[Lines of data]

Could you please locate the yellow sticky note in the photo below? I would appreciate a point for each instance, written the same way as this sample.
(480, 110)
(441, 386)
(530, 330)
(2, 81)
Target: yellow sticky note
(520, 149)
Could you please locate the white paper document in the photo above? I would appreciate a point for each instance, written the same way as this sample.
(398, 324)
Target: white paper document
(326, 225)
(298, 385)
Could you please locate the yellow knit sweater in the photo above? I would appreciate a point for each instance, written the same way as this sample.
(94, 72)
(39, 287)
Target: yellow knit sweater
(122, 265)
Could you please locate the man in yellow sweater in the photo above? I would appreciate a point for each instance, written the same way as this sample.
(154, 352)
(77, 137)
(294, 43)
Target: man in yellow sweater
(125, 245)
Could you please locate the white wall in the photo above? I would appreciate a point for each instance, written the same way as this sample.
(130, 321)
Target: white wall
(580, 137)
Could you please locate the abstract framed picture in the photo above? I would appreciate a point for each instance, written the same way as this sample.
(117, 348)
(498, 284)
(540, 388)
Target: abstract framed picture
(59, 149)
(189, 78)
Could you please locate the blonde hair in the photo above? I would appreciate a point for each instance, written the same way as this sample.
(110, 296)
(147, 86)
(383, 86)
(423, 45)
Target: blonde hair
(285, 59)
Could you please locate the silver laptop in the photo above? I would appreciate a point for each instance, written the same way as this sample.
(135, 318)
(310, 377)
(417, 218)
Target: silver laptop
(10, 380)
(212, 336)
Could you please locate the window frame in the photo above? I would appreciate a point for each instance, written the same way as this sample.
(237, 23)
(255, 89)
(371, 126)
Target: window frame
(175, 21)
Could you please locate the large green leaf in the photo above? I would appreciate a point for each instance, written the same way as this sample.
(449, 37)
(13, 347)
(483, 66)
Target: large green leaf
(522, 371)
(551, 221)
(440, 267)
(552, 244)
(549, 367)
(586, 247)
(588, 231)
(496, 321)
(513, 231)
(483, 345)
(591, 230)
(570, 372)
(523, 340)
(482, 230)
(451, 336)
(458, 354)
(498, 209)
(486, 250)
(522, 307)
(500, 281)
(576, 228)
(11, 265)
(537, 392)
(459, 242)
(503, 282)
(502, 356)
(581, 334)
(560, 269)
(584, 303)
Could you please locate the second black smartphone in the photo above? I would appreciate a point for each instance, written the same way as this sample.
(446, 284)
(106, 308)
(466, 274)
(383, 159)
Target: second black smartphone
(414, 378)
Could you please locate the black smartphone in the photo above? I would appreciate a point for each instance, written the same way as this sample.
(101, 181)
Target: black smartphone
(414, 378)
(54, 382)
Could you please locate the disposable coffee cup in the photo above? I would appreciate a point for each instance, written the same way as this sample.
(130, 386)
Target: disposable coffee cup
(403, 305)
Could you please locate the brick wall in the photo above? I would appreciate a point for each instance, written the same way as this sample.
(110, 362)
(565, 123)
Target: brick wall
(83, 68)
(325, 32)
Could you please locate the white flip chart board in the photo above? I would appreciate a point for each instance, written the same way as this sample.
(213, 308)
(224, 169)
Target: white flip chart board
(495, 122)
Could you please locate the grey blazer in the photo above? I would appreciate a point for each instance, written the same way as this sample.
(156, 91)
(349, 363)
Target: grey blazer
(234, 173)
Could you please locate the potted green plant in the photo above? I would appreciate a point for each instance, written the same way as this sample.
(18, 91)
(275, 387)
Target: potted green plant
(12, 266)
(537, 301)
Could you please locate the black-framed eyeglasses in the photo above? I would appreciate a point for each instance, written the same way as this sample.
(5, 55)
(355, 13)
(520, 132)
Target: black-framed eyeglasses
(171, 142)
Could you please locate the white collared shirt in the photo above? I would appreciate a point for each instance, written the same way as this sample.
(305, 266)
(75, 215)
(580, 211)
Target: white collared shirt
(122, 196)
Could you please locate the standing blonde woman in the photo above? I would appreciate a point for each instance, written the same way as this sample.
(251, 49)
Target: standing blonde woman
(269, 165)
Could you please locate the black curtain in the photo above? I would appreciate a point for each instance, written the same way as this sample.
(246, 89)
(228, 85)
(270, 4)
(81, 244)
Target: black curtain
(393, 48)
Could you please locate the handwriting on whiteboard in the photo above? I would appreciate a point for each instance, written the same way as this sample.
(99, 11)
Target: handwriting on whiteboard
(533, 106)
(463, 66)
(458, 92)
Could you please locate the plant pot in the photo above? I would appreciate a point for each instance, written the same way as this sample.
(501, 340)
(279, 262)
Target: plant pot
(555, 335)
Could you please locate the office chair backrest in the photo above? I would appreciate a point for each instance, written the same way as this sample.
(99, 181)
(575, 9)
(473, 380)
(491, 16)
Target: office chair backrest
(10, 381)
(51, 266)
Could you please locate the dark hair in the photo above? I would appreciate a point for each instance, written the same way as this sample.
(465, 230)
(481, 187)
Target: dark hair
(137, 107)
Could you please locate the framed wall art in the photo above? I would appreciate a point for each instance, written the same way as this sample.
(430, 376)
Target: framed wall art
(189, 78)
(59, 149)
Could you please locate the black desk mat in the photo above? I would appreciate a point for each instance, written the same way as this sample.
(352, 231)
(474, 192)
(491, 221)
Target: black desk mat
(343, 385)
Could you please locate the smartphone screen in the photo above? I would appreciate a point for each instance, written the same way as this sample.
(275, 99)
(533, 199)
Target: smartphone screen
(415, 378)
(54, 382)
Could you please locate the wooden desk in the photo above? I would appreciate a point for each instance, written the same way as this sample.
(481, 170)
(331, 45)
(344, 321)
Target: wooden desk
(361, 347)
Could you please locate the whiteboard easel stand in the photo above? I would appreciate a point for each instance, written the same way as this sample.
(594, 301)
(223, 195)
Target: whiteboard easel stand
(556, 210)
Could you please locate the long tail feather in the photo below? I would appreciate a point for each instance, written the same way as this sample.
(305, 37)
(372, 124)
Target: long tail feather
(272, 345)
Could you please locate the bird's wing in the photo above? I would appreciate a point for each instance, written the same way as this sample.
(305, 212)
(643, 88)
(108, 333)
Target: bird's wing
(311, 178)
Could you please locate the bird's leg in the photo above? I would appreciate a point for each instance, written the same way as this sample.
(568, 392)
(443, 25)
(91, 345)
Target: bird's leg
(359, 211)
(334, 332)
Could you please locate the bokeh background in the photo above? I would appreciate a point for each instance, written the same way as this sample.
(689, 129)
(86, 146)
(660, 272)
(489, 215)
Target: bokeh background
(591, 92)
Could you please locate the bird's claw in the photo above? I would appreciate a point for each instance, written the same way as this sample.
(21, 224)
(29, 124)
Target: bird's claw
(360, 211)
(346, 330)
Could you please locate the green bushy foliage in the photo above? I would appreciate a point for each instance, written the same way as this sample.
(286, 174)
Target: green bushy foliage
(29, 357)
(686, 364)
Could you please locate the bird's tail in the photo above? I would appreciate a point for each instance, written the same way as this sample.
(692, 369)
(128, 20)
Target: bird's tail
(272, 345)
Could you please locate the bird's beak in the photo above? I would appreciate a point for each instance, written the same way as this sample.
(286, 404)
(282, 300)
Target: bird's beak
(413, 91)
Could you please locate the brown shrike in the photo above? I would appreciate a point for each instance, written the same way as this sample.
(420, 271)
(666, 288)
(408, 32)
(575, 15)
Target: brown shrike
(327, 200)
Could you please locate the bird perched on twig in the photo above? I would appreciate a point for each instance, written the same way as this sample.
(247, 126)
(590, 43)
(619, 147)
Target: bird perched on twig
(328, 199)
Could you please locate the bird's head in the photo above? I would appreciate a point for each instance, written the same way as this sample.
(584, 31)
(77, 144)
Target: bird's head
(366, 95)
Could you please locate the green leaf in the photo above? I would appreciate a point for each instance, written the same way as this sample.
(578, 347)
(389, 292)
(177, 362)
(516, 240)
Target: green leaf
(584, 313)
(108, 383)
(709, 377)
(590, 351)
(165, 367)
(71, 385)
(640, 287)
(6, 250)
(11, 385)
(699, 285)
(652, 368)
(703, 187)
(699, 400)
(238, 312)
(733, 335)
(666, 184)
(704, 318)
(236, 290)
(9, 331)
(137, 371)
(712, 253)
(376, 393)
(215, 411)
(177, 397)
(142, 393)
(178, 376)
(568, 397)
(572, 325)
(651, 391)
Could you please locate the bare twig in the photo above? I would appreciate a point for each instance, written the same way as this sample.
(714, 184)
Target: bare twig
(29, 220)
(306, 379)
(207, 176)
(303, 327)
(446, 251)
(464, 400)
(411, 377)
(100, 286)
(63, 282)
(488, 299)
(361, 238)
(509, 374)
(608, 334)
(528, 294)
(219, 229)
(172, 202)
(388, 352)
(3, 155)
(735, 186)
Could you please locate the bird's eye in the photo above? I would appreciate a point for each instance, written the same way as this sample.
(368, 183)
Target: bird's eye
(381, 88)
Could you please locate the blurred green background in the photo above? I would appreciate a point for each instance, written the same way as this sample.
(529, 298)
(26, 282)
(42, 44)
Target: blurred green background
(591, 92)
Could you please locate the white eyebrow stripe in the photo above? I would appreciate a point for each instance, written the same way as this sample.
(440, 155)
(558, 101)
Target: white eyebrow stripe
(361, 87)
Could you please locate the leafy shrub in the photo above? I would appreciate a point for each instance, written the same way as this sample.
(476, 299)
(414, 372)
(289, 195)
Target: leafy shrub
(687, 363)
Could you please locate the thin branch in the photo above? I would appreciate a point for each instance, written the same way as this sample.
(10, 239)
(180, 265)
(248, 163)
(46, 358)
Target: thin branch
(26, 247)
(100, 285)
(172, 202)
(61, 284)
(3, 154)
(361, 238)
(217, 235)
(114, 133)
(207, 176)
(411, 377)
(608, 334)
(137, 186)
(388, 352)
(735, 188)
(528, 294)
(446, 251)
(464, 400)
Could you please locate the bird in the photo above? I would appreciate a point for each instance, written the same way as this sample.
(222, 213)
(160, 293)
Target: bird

* _SET EXERCISE_:
Rewrite everything from the line containing "Could you please locate the thin" down to the final line, swapping "thin branch" for "slender twig" and leaving all else unchanged.

* _RESULT FOR THIS EXERCISE_:
Could you please locate the slender twig in the photo above? I would appreciate a point for each instance, written the same way as this sample.
(10, 239)
(180, 265)
(248, 163)
(46, 358)
Target: slender twig
(26, 247)
(100, 285)
(172, 202)
(61, 284)
(3, 154)
(361, 238)
(217, 235)
(114, 133)
(207, 176)
(411, 377)
(608, 334)
(137, 186)
(388, 352)
(735, 188)
(528, 294)
(446, 251)
(464, 400)
Could you please locate the bird in the photo above? I would appreciate a point for each instance, written the same way as this sample.
(222, 213)
(160, 293)
Target: bird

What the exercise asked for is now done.